Write out the listing below character for character, though without its pictures.

• • • • • • •

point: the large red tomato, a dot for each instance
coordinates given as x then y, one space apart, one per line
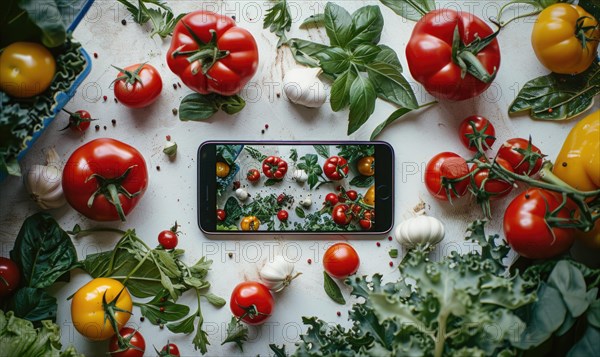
211 54
448 69
527 230
105 179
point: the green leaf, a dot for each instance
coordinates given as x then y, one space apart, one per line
236 333
362 102
340 90
391 85
43 251
332 289
558 96
338 25
410 9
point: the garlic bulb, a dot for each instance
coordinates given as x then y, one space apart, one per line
420 230
300 176
43 182
303 86
277 275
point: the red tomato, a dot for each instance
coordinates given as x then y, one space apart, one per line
211 54
138 85
342 214
252 302
274 167
524 157
78 121
336 168
10 277
441 69
495 188
341 260
282 215
527 230
136 346
474 130
105 179
443 166
253 175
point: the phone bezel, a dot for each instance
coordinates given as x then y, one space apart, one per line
206 184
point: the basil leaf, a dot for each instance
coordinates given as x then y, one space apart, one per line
43 251
368 25
362 102
558 96
410 9
333 290
391 85
338 25
340 90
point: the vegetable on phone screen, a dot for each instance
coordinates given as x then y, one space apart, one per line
251 302
211 54
26 69
138 85
565 38
100 308
528 228
341 260
105 179
454 55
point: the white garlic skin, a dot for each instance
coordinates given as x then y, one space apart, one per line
303 86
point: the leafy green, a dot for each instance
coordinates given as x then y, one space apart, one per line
19 337
558 96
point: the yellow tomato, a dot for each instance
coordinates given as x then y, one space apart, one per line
91 317
222 169
565 38
26 69
366 166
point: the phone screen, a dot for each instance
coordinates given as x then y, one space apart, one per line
295 187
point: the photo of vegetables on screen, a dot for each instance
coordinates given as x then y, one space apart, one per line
295 188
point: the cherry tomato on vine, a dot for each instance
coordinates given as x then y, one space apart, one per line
341 260
446 166
10 276
526 225
523 156
136 344
475 129
253 175
252 302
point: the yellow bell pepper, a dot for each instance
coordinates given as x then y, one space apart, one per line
565 38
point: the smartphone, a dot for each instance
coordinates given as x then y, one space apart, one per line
295 187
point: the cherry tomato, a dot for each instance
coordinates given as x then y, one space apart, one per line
446 165
253 175
527 230
342 214
169 350
138 85
336 168
10 277
222 169
474 130
523 156
136 344
495 188
366 166
282 215
341 260
252 302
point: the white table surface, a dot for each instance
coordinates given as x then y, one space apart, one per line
171 194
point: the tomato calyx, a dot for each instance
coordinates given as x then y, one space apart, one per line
111 188
465 56
207 54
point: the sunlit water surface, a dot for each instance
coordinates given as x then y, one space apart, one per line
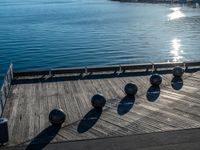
72 33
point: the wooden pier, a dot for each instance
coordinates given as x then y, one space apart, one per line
29 96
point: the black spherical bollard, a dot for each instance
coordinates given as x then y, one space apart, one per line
3 131
178 71
98 101
57 116
155 79
130 89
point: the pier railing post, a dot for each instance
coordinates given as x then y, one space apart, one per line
4 91
1 104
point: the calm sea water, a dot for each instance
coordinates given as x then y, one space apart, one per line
72 33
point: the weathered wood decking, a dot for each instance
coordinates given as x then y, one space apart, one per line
173 106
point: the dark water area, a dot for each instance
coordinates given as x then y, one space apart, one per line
39 34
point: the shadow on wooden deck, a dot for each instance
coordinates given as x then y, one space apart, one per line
43 138
177 83
89 120
125 105
153 93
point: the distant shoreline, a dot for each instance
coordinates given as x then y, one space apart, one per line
161 1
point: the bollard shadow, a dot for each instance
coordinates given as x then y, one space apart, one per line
43 138
153 93
125 105
177 83
89 120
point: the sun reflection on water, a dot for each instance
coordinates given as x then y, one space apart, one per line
176 49
176 13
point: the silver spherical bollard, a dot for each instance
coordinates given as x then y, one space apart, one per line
57 116
155 79
98 101
130 89
3 131
178 71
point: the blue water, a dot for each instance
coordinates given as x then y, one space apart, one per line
71 33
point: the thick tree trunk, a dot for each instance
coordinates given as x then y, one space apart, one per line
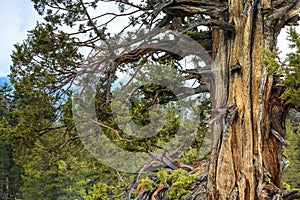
245 161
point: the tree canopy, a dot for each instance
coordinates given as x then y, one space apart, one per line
191 95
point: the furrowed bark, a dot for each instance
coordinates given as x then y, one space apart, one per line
242 157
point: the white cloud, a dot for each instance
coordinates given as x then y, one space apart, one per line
16 18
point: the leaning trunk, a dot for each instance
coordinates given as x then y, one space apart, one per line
245 161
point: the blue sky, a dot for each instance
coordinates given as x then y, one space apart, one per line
16 18
19 16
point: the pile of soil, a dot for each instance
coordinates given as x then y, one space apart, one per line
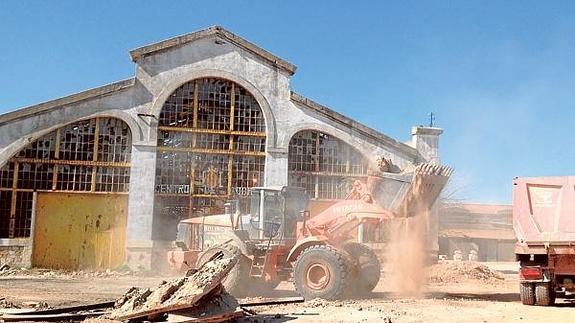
197 295
54 273
460 271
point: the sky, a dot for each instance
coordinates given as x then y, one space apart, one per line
498 75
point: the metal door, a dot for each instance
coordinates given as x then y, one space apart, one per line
80 231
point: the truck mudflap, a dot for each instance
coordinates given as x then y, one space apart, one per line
534 274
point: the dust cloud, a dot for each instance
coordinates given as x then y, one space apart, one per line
406 256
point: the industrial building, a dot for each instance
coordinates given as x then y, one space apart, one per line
483 230
100 178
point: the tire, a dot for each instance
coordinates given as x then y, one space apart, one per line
260 287
527 293
321 271
544 294
235 282
368 269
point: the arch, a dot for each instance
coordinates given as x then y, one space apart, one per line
21 143
323 164
211 146
283 141
176 81
90 155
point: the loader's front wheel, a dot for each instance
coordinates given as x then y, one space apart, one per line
544 294
368 268
527 293
321 272
236 280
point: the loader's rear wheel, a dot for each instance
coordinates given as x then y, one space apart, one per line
544 294
368 268
527 293
235 282
321 272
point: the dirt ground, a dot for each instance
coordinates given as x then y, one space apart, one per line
460 299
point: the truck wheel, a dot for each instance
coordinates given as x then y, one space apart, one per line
321 272
527 293
235 281
544 294
368 270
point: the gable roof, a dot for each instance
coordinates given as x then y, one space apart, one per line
48 106
348 122
210 32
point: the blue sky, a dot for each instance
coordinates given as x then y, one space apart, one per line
499 75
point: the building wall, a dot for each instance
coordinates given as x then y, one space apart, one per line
138 102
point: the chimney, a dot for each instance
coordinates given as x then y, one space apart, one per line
426 141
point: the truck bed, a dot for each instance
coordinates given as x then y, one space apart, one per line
544 211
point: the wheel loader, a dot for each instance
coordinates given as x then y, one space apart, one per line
279 241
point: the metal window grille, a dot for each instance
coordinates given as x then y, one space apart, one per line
77 141
23 214
211 146
35 176
7 175
324 165
5 210
85 156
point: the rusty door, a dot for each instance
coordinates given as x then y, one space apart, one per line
80 231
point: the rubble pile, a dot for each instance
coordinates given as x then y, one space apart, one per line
459 271
6 271
198 295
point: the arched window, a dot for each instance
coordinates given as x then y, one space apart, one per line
324 165
211 147
85 156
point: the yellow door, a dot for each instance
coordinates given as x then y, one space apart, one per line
79 231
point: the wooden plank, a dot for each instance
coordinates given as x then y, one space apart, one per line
186 296
49 317
70 309
224 317
290 300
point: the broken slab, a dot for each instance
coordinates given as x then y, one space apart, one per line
176 295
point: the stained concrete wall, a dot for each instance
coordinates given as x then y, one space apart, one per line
139 101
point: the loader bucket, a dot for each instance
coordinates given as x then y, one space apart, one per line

• • • • • • •

_Response to the exercise:_
point: the large red tomato, a dot for each instance
coordinates given as x then y, one space apart, one per line
211 54
448 69
527 230
105 179
point: the green leaf, a dot for each instance
coordinates given as x then y, one space apart, one per line
236 333
362 102
340 90
391 85
43 251
332 289
558 96
338 25
410 9
point: the garlic bulb, a dot for each instance
coordinates given as x then y, one space apart, one per line
420 230
300 176
43 182
303 86
277 275
point: the red tomato, a dot for each instance
coordinates given as x then y, one space apart, one per line
211 54
138 85
342 214
252 302
274 167
524 157
78 121
336 168
10 277
441 69
495 188
341 260
282 215
527 230
136 346
474 130
105 179
443 166
253 175
point: the phone bezel, a dot for each instance
coordinates given as x then y, one space apart, one per line
206 184
point: the basil leaf, a dot for each instance
coordinates given as x then y, one space apart, one per line
43 251
368 25
362 102
558 96
410 9
333 290
391 85
338 25
340 90
point: the vegetable on phone screen, a dot for each instance
coordinates given as x then y, one space apart, one per line
251 302
211 54
26 69
138 85
565 38
100 308
528 228
341 260
105 179
454 55
point: the white garlic skin, a dot for each instance
coordinates given as x then y, one space apart, one per line
303 86
point: the leafy green, a dot for each instance
coordinates given as x then y, one space apart, one per line
19 337
558 96
point: the yellow tomato, a dot for each instance
coordinates given as x then y, one space apart, one per line
91 317
222 169
565 38
26 69
366 166
point: the phone screen, a dot for each instance
coordinates given as x then y, one space apart, one per line
295 187
point: the photo of vegetables on screen, a dot for each instance
coordinates given as x then y, one space apart, one per line
295 188
point: the cherry tomato on vine, a dot for each instance
coordinates given as x then y, one space apart, one per line
341 260
446 166
10 276
526 225
523 156
136 344
475 129
253 175
252 302
point: the yellow bell pepper, a dot for each instance
coordinates given as x then y, one space apart, one per line
565 38
point: the smartphone, a dot for each instance
coordinates given as x then y, one space apart, one per line
295 187
point: the cherry tomato, a dot for each instance
coordinates given as x then y, one space apart, one per line
446 165
253 175
527 230
342 214
169 350
138 85
336 168
10 277
222 169
474 130
523 156
136 344
495 188
366 166
282 215
341 260
252 302
point: the white table surface, a dot for each instance
coordinates given as x then y, one space apart, one per line
171 194
point: the tomato calyx, a dot for each instance
coordinates given as x then y, one space apart, one per line
111 188
465 56
207 54
point: the sunlit water surface, a dot for each instance
coordinates given as x then y, one space apart, one per line
72 33
point: the wooden pier, a dot for each instance
coordinates given as x then y, one space apart, one per line
29 96
point: the black spherical bollard, a dot for each instance
coordinates given as x then y, one space apart, one per line
3 131
178 71
98 101
57 116
155 79
130 89
point: the pier railing post, a dot for each instance
coordinates given as x then y, one space apart, one per line
4 91
1 104
point: the calm sea water, a dot for each instance
coordinates given as x then y, one space apart, one per line
72 33
point: the weathered wood decking, a dot for each instance
coordinates given as x then y, one space apart, one per line
173 106
point: the dark water area, a dot for each instance
coordinates given as x then y, one space apart, one per line
39 34
point: the shadow on wooden deck, a dot for each instance
coordinates given as x then y, one space apart, one per line
43 138
177 83
89 120
125 105
153 93
point: the distant shoreline, a dot for each instance
coordinates given as x then y, one space apart, one per line
161 1
point: the bollard shadow, a dot for each instance
coordinates given as x then y, one space apart, one per line
43 138
153 93
125 105
177 83
89 120
point: the sun reflection on water, a dot for each instance
coordinates given as x then y, one space apart, one per line
176 49
176 13
point: the silver spherical bollard, a dot for each instance
coordinates given as x then y, one space apart, one per line
57 116
155 79
98 101
130 89
3 131
178 71
point: the blue water, a dot for each instance
coordinates given as x then y, one space apart, one per line
71 33
point: the thick tree trunk, a dot for each instance
coordinates given as x then y, one space apart, one per line
245 161
point: the tree canopy, a dot for each instance
coordinates given as x then y, one space apart, one per line
191 95
point: the furrowed bark, a dot for each instance
coordinates given as x then y, one space apart, one per line
242 157
point: the white cloud, a dot for each instance
coordinates given as x then y, one space apart, one per line
16 18
point: the leaning trunk, a dot for each instance
coordinates given as x then y, one space apart, one per line
245 161
point: the blue sky, a dot for each instance
coordinates given as x then y, one space apart, one per line
16 18
19 16
point: the pile of soil, a dot for each instance
coordinates given as x then y, one space apart, one per line
197 295
54 273
460 271
point: the sky, a dot for each instance
coordinates given as x then y, one space apart, one per line
498 75
point: the metal door, a dot for each instance
coordinates given as x then y, one space apart, one per line
80 231
point: the truck mudflap, a dot for each instance
coordinates given as x then y, one space apart, one per line
534 274
point: the dust cloud, a dot for each instance
coordinates given as x then y, one space apart, one per line
406 256
point: the industrial building, a dot for each instance
coordinates given as x then y, one space apart, one per line
483 230
100 178
point: the tire, a dot for each instance
coordinates given as x then y, one space apart, one per line
260 287
527 293
321 271
544 294
235 282
368 269
point: the arch, a dot for each instance
coordinates given as x then y, one space apart, one per line
21 143
323 164
211 146
283 141
176 81
90 155
point: the loader's front wheel, a dot for each instance
coordinates given as x then y, one space apart, one per line
544 294
368 268
527 293
321 272
236 280
point: the loader's rear wheel, a dot for each instance
coordinates given as x then y, one space apart, one per line
544 294
368 268
527 293
235 282
321 272
point: the dirt ground, a dot for each instance
coordinates given as x then y, one space apart, one per line
460 299
point: the truck wheel, a dot for each instance
coordinates given as x then y, one space apart, one per line
321 272
527 293
235 281
544 294
368 270
point: the gable roof, a dot for each instance
coordinates given as x then y, one space apart, one per line
48 106
348 122
210 32
point: the blue sky, a dot for each instance
coordinates given as x then y, one space apart, one per line
499 75
point: the building wall, a dot for each instance
coordinates given as x then y, one space apart, one per line
138 102
point: the chimney, a dot for each instance
coordinates given as x then y, one space apart, one per line
426 141
point: the truck bed, a dot for each instance
coordinates given as x then y, one space apart, one per line
544 211
point: the wheel loader, a dot for each instance
coordinates given as x then y, one space apart, one per line
279 241
point: the metal window grille, a dot for each instance
coordinates given as x then y, one space apart, one per line
77 141
23 214
211 146
35 176
7 175
324 165
5 210
85 156
point: the rusty door, a dot for each instance
coordinates given as x then y, one space apart, one per line
80 231
point: the rubble pile, a dot for each instance
coordinates given as x then y, one space apart, one per line
459 271
6 271
198 295
point: the arched window, a dot for each instance
coordinates given as x then y, one space apart, one per line
324 165
211 147
85 156
point: the yellow door, a dot for each instance
coordinates given as x then y, one space apart, one per line
79 231
point: the wooden plank, a dot for each instance
coordinates given as x then y, one space apart, one per line
186 296
49 317
70 309
224 317
290 300
point: the broken slab, a dot for each instance
coordinates given as x then y, one space apart, one per line
176 295
point: the stained concrete wall, a dot for each instance
coordinates given as x then y, one space apart, one per line
139 101
point: the loader bucket, a dot for each instance
coordinates given as x then y, one space apart, one per line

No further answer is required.